ASSIGNED TASK: Upon reaching the line containing "Target: man in gray suit", output that line and all remaining lines exactly, through the end of the entries, and output nothing before it.

Image-backed grounding data:
####
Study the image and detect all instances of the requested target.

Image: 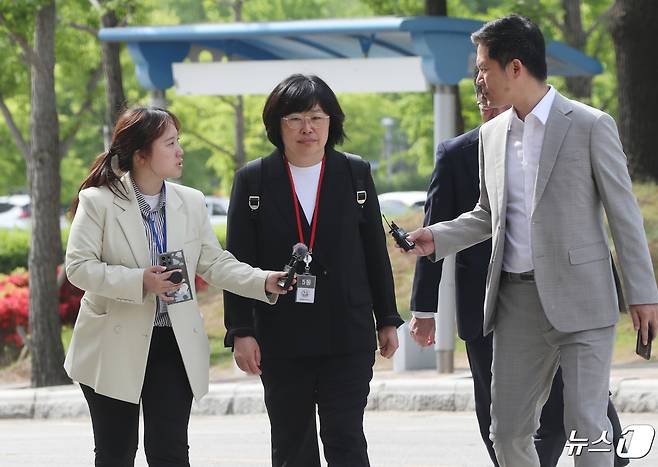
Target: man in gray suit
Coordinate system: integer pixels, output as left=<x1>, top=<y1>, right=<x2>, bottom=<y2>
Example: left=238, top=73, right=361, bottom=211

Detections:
####
ANSWER:
Target: man in gray suit
Coordinate system: integer pixels, output as left=<x1>, top=<y1>, right=<x2>, bottom=<y2>
Example: left=238, top=73, right=361, bottom=211

Detections:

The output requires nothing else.